§ ASSIGNED TASK
A verbatim copy of the listing is what is needed, minus any pictures.

___ EXERCISE INPUTS

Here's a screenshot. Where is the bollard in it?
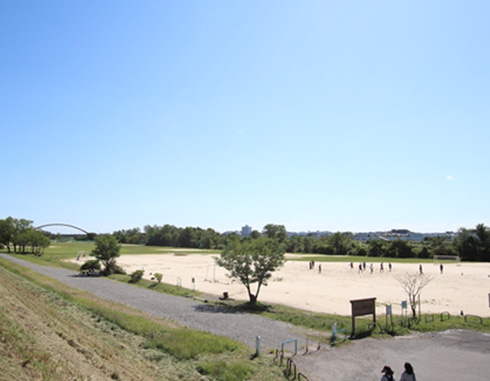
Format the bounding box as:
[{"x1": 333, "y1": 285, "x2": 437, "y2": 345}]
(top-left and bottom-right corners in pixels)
[{"x1": 255, "y1": 336, "x2": 261, "y2": 356}]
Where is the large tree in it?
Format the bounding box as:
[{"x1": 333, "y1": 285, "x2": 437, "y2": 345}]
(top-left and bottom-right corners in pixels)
[
  {"x1": 0, "y1": 217, "x2": 15, "y2": 252},
  {"x1": 216, "y1": 237, "x2": 285, "y2": 305},
  {"x1": 263, "y1": 224, "x2": 288, "y2": 242},
  {"x1": 454, "y1": 223, "x2": 490, "y2": 262},
  {"x1": 91, "y1": 235, "x2": 121, "y2": 275}
]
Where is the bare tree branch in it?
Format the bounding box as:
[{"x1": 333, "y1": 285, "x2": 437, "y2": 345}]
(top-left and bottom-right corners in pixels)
[{"x1": 395, "y1": 272, "x2": 433, "y2": 317}]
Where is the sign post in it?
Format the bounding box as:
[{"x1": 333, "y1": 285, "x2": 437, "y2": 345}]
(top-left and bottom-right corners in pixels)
[
  {"x1": 350, "y1": 297, "x2": 376, "y2": 335},
  {"x1": 386, "y1": 304, "x2": 392, "y2": 328}
]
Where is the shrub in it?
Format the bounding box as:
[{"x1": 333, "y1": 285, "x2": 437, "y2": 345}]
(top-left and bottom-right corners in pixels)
[
  {"x1": 129, "y1": 269, "x2": 144, "y2": 283},
  {"x1": 154, "y1": 273, "x2": 163, "y2": 283},
  {"x1": 102, "y1": 262, "x2": 126, "y2": 276},
  {"x1": 80, "y1": 260, "x2": 101, "y2": 272}
]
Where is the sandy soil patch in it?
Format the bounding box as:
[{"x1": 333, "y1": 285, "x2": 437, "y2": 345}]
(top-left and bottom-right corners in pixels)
[{"x1": 109, "y1": 254, "x2": 490, "y2": 317}]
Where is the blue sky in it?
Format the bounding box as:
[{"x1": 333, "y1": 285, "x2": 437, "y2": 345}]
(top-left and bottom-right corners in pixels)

______

§ EXPECTED OUTPUT
Here's a screenshot. Where is the bollard in it?
Format the bounding box as:
[{"x1": 333, "y1": 285, "x2": 437, "y2": 345}]
(top-left and bottom-right corners in pixels)
[{"x1": 255, "y1": 336, "x2": 261, "y2": 356}]
Where is the large tree in it?
Format the bounding box as:
[{"x1": 333, "y1": 285, "x2": 437, "y2": 345}]
(top-left and bottom-right corners in pixels)
[
  {"x1": 0, "y1": 217, "x2": 15, "y2": 252},
  {"x1": 216, "y1": 237, "x2": 285, "y2": 305},
  {"x1": 263, "y1": 224, "x2": 288, "y2": 242},
  {"x1": 454, "y1": 223, "x2": 490, "y2": 262},
  {"x1": 91, "y1": 235, "x2": 121, "y2": 275}
]
Where is the bare tree branch in it?
Format the bounding box as:
[{"x1": 333, "y1": 285, "x2": 437, "y2": 345}]
(top-left and bottom-right corners in pixels)
[{"x1": 395, "y1": 272, "x2": 433, "y2": 317}]
Where is the sign post in it?
Format the bounding box as:
[{"x1": 333, "y1": 285, "x2": 437, "y2": 345}]
(top-left and bottom-right corners in pixels)
[
  {"x1": 350, "y1": 297, "x2": 376, "y2": 335},
  {"x1": 386, "y1": 304, "x2": 392, "y2": 328}
]
Where is the shrub in it?
Format the bounding box as:
[{"x1": 333, "y1": 285, "x2": 437, "y2": 345}]
(top-left and bottom-right corners in pixels)
[
  {"x1": 129, "y1": 269, "x2": 144, "y2": 283},
  {"x1": 154, "y1": 273, "x2": 163, "y2": 283},
  {"x1": 102, "y1": 262, "x2": 126, "y2": 276},
  {"x1": 80, "y1": 260, "x2": 101, "y2": 272}
]
Where is the sandy soil patch in it?
Format the bounding box as:
[{"x1": 333, "y1": 285, "x2": 437, "y2": 345}]
(top-left and bottom-right corners in pixels)
[{"x1": 109, "y1": 254, "x2": 490, "y2": 317}]
Where is the blue sky in it?
Format the bounding box as:
[{"x1": 333, "y1": 285, "x2": 437, "y2": 345}]
(top-left and bottom-right corners in pixels)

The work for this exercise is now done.